Фрагмент страницы:

------------------------------------

Можно сказать, что мы тогда не будем защищены от преднамеренного мошенничества. Люди, никогда не бывавшие в раю, будут выдавать себя за Магометов. Это правда; они будут говорить и будут лгать. Не будет метода объективной проверки. Но они наверняка будут говорить и правду. Ради этой правды мы можем решиться проплыть через целый океан лжи. Да, отнюдь не невозможно отличить правду от лжи в этой области, хотя, конечно, не по тем признакам, которые были выработаны логикой; и даже не по признакам, а вообще без всяких признаков. Признаки прекрасного еще даже приблизительно не определены, и, дай Бог — пусть это будет сказано без обиды для немцев, — они никогда не будут определены, но все же мы различаем Аполлона и Венеру. Так и с истиной: ее тоже можно распознать. Но что, если человек не может различать без признаков и, более того, не хочет?.. Что с ним делать? Право, не знаю; к тому же я не думаю, что все люди до последнего должны действовать в унисон. Когда все люди действовали в согласии? Люди по большей части действовали раздельно, встречаясь в одних местах и расходясь в других. Да будет так еще долго! Одни будут распознавать и искать истину по признакам, другие — без признаков, как им угодно, а третьи — обоими способами.

------------------------------------

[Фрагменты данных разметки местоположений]
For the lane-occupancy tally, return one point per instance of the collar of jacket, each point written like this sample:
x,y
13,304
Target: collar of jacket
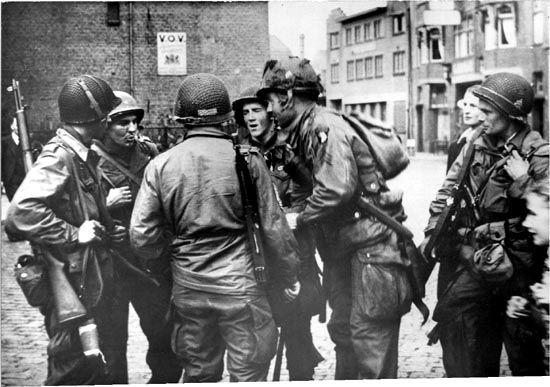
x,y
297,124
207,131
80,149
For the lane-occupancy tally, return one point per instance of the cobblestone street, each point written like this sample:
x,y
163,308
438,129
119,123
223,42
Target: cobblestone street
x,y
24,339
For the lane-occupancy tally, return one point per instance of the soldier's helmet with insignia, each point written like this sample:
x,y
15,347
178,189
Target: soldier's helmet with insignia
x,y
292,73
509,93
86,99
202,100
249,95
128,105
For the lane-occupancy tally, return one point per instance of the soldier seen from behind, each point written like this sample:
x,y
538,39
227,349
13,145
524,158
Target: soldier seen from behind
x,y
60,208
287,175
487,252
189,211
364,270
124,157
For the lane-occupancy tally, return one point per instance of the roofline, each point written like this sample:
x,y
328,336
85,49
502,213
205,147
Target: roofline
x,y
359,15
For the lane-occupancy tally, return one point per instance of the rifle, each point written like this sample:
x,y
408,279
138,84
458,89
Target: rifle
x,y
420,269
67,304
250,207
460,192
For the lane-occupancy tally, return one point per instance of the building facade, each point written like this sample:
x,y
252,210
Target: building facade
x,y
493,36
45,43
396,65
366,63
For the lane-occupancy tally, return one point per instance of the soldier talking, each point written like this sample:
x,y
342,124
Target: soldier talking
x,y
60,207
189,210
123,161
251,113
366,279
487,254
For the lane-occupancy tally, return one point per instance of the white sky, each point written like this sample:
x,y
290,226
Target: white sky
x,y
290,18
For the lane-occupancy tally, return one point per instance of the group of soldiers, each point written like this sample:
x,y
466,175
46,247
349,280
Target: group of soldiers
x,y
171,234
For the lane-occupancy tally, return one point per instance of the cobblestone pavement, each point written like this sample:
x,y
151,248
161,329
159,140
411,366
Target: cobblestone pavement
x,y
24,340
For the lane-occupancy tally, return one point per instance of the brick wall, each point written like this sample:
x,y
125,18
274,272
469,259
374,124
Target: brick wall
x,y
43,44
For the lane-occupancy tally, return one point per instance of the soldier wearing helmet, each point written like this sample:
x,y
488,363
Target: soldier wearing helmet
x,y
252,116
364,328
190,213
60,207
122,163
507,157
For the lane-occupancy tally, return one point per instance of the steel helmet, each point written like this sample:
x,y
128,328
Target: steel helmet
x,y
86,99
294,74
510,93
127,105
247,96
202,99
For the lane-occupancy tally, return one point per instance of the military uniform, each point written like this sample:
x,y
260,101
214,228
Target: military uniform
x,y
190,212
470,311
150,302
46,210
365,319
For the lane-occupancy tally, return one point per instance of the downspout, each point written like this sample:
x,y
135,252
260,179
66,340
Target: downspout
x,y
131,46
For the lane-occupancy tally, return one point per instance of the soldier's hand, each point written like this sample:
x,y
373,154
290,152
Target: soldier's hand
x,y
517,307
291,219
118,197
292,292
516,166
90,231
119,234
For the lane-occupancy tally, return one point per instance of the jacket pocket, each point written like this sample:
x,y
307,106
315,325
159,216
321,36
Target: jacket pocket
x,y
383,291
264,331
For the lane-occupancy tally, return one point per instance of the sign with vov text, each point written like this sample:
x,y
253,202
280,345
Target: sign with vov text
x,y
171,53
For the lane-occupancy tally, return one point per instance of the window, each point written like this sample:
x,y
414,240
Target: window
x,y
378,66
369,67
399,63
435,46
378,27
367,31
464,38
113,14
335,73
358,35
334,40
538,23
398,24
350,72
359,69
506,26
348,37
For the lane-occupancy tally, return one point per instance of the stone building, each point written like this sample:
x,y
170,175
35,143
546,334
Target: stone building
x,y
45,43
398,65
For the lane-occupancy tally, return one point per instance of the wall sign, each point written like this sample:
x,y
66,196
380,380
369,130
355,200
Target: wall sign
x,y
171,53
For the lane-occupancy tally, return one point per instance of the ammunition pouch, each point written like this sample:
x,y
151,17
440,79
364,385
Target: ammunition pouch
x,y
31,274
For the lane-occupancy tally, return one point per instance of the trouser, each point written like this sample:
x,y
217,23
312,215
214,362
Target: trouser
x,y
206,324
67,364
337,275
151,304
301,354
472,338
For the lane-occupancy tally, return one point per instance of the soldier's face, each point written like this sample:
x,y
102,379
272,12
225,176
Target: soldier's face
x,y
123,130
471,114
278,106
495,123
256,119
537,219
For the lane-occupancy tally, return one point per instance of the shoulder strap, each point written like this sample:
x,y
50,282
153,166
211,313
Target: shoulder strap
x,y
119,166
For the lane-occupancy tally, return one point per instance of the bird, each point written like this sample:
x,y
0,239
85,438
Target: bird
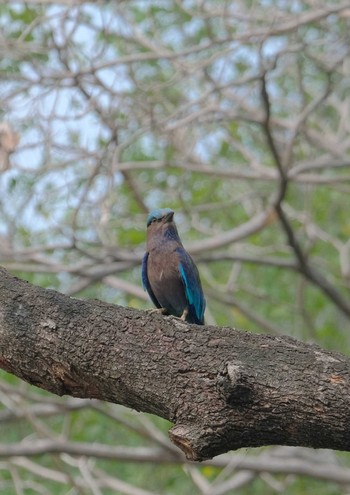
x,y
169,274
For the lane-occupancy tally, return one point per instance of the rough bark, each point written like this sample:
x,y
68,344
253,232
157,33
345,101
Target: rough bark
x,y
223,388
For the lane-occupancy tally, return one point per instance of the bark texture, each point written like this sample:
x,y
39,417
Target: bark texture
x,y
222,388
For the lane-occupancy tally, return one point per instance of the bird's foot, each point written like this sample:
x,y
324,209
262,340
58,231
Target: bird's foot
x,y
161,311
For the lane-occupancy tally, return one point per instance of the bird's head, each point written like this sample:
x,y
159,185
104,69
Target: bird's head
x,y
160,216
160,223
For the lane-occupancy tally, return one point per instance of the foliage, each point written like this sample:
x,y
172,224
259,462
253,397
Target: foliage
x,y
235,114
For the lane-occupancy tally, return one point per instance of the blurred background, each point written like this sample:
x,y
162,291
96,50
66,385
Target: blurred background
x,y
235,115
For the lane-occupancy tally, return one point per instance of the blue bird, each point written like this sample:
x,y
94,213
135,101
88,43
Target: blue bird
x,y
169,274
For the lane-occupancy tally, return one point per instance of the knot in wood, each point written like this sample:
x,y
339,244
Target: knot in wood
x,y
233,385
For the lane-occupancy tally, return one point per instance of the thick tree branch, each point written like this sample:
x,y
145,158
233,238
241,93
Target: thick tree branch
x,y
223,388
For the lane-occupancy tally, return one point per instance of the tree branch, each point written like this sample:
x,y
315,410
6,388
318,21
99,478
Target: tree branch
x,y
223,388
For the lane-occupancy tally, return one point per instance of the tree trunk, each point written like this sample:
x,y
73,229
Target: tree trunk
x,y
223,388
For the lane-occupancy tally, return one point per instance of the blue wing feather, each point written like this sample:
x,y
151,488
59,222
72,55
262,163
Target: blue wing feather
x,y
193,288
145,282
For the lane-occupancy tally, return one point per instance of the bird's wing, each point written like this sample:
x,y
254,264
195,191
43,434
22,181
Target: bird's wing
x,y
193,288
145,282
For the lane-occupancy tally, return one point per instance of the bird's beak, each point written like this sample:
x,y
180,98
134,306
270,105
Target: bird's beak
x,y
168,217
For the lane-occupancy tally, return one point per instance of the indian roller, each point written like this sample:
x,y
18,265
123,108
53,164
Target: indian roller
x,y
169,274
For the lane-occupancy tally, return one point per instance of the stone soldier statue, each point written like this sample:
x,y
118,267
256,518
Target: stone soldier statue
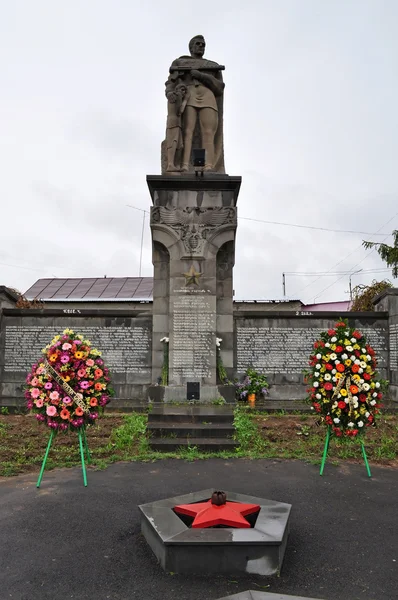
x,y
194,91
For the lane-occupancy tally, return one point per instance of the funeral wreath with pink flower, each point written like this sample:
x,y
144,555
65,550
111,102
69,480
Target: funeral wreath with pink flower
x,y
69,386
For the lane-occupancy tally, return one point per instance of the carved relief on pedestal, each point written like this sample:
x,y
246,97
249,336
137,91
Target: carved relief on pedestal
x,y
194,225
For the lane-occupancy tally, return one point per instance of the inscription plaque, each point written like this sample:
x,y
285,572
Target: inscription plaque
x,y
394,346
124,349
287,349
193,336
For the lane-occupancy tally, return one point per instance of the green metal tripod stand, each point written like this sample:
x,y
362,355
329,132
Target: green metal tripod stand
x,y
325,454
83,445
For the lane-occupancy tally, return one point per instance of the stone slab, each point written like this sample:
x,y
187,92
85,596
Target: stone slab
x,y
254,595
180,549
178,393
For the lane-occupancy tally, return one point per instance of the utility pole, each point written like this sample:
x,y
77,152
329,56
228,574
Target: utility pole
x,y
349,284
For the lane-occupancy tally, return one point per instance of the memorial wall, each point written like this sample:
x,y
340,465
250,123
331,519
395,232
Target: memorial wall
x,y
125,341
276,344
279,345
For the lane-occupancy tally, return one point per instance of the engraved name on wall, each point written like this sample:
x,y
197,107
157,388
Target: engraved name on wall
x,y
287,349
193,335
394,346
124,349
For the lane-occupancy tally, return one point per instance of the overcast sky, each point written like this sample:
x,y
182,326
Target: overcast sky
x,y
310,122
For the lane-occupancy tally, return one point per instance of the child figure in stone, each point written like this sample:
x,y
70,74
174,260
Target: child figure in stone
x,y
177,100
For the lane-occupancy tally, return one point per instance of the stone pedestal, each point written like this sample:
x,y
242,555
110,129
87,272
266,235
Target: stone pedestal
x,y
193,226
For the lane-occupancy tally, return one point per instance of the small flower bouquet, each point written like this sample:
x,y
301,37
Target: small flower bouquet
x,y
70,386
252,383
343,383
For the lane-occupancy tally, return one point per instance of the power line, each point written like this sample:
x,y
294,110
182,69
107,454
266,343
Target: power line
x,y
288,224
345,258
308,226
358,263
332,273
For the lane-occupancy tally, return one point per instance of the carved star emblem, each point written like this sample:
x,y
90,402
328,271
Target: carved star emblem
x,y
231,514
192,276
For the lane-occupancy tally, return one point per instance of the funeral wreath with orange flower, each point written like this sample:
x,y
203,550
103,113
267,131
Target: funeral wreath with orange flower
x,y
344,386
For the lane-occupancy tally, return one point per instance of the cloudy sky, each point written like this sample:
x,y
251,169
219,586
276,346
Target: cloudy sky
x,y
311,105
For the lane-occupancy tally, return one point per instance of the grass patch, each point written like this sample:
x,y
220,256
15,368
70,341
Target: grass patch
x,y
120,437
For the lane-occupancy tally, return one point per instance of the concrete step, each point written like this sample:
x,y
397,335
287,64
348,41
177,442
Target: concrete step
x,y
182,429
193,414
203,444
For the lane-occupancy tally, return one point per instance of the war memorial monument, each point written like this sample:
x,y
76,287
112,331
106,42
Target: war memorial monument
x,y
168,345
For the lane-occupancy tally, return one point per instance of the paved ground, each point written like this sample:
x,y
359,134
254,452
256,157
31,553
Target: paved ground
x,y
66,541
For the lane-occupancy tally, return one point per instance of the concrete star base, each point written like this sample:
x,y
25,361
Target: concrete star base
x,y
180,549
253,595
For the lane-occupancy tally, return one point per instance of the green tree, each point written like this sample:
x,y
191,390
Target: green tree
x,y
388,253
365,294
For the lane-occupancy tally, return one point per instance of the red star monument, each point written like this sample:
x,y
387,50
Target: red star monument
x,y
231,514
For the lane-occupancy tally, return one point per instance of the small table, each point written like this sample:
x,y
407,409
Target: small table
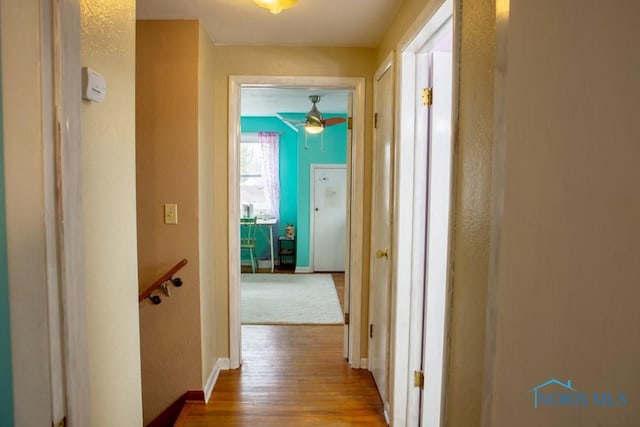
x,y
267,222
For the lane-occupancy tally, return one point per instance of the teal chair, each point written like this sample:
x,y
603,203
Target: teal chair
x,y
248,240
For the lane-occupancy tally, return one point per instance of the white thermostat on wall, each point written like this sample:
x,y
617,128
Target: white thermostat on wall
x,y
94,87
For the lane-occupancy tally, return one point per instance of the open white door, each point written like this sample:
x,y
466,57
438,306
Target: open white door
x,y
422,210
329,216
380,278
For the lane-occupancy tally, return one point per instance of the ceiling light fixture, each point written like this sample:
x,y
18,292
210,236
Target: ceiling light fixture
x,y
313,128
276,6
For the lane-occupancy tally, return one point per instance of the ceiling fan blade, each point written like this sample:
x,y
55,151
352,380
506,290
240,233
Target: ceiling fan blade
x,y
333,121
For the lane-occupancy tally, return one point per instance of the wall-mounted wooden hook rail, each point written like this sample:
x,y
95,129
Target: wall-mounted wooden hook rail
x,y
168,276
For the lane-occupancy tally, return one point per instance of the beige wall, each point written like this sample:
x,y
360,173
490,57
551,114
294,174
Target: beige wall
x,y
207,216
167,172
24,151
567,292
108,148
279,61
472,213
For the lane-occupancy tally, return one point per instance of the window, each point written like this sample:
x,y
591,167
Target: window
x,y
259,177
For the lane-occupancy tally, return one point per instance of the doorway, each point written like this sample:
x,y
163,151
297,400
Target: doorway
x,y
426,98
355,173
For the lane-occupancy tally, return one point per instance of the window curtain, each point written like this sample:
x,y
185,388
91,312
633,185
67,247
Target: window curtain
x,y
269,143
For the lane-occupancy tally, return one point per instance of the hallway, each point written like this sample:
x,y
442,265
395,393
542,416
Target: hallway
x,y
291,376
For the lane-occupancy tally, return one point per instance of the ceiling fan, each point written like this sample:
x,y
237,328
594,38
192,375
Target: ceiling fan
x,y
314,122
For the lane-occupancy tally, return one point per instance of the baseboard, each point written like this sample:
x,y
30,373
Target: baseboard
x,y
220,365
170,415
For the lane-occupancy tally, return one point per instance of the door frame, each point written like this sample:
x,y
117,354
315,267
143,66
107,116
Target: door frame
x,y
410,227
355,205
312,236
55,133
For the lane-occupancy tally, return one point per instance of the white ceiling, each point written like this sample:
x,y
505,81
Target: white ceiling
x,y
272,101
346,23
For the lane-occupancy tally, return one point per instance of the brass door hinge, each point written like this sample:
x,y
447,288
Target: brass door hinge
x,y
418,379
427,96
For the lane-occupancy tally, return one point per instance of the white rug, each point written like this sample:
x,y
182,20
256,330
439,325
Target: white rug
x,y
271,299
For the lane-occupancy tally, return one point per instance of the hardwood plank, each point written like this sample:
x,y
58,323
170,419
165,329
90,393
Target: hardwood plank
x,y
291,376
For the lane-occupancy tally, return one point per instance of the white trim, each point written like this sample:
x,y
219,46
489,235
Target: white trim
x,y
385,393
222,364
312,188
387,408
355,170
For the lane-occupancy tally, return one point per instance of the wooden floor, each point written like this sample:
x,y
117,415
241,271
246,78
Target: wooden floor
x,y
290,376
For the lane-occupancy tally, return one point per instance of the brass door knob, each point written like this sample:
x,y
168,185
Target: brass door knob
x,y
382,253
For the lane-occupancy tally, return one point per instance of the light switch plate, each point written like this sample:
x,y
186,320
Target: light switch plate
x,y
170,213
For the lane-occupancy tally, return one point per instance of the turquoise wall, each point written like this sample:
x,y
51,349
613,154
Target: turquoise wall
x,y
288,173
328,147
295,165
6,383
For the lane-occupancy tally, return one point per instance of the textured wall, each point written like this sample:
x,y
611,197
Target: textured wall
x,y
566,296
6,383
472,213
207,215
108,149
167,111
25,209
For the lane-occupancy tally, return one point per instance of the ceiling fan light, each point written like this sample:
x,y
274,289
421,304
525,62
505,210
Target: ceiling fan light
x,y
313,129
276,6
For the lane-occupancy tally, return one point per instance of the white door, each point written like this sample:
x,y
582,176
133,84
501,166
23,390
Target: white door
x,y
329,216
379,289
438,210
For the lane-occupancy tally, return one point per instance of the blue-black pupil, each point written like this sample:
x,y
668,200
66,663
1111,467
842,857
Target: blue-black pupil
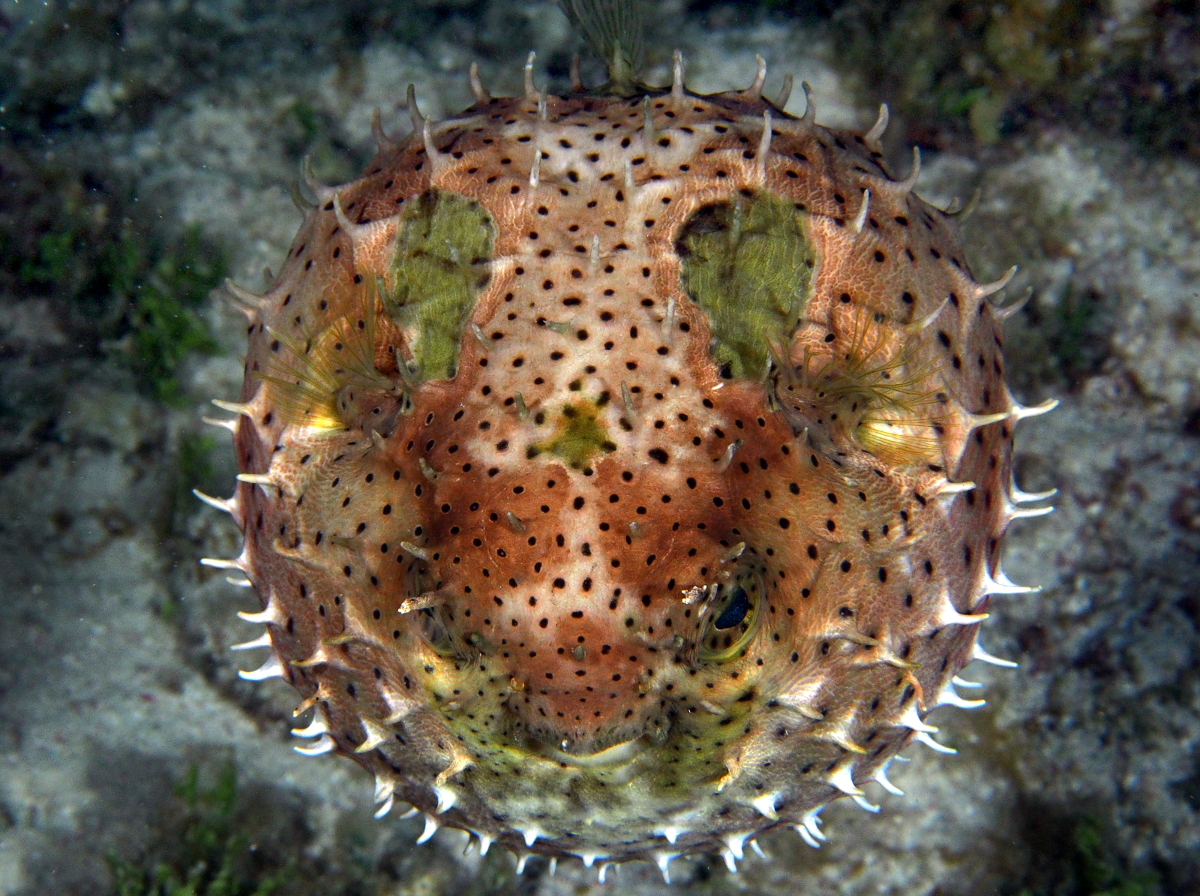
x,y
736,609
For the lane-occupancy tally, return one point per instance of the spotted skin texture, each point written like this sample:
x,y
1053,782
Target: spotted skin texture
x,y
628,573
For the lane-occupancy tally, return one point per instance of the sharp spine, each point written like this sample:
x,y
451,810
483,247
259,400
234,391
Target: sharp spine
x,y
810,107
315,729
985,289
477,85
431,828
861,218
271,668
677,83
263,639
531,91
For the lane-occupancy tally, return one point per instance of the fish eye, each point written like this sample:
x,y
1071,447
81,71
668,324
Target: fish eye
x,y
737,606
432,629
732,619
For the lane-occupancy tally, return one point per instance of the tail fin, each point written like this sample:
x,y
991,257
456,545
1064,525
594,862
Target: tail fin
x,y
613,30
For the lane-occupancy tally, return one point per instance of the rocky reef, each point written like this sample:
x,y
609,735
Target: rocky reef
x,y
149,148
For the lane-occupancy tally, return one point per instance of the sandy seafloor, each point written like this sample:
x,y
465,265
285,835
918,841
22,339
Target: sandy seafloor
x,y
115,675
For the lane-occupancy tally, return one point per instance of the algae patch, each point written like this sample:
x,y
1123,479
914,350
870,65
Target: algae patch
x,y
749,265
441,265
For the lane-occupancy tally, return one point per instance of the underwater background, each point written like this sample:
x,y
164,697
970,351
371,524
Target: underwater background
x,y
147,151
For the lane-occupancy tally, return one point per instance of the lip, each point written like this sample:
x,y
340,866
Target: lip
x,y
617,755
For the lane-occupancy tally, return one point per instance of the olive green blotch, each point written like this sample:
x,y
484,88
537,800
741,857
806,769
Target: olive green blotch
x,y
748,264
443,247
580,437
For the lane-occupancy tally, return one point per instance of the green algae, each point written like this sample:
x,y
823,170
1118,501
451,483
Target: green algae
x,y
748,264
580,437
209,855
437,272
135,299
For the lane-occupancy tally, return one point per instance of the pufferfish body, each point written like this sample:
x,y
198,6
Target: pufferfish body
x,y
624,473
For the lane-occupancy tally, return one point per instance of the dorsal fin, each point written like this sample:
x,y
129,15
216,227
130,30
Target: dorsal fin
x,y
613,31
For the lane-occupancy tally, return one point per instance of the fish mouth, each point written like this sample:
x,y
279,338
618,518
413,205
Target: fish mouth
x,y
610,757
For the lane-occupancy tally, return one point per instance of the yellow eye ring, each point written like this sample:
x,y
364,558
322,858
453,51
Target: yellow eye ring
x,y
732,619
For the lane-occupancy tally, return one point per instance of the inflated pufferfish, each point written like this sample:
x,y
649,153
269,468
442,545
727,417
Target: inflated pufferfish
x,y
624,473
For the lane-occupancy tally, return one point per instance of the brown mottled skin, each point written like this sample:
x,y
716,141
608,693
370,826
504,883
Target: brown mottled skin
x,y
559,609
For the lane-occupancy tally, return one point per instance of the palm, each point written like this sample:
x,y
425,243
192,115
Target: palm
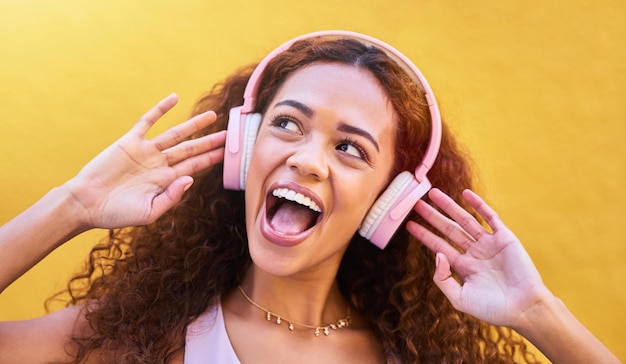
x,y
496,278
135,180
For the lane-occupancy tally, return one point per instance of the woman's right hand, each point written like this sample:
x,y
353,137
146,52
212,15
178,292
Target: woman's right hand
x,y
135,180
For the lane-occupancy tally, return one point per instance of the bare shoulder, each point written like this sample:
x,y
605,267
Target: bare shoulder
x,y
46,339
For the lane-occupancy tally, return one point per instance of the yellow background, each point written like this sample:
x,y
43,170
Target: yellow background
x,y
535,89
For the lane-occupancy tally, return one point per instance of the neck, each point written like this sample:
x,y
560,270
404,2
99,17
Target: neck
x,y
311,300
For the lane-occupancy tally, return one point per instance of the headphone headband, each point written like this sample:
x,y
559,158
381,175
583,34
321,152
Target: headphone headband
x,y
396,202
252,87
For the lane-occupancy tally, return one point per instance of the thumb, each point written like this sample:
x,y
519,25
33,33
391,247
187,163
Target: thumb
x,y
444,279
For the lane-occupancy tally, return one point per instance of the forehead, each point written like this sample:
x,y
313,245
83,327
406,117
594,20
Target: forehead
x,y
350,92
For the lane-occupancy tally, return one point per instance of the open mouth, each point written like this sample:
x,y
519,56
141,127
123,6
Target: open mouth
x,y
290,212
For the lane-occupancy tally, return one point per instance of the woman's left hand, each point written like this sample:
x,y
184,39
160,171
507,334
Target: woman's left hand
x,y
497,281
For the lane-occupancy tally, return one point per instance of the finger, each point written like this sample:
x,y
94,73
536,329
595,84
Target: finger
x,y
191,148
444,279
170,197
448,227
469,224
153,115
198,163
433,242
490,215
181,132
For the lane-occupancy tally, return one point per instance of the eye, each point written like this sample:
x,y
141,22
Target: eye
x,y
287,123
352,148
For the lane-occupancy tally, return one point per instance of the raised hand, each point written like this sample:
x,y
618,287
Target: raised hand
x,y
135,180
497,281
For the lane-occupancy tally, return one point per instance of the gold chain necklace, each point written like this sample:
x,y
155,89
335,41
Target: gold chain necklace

------------------------------------

Задание: Воспроизведите целиком фрагмент о том, как отличить правду от лжи, не меняя в нем ни слова. Строки представляют собой самостоятельный материал.

Результат:
Можно сказать, что мы тогда не будем защищены от преднамеренного мошенничества. Люди, никогда не бывавшие в раю, будут выдавать себя за Магометов. Это правда; они будут говорить и будут лгать. Не будет метода объективной проверки. Но они наверняка будут говорить и правду. Ради этой правды мы можем решиться проплыть через целый океан лжи. Да, отнюдь не невозможно отличить правду от лжи в этой области, хотя, конечно, не по тем признакам, которые были выработаны логикой; и даже не по признакам, а вообще без всяких признаков. Признаки прекрасного еще даже приблизительно не определены, и, дай Бог — пусть это будет сказано без обиды для немцев, — они никогда не будут определены, но все же мы различаем Аполлона и Венеру. Так и с истиной: ее тоже можно распознать. Но что, если человек не может различать без признаков и, более того, не хочет?.. Что с ним делать? Право, не знаю; к тому же я не думаю, что все люди до последнего должны действовать в унисон. Когда все люди действовали в согласии? Люди по большей части действовали раздельно, встречаясь в одних местах и расходясь в других. Да будет так еще долго! Одни будут распознавать и искать истину по признакам, другие — без признаков, как им угодно, а третьи — обоими способами.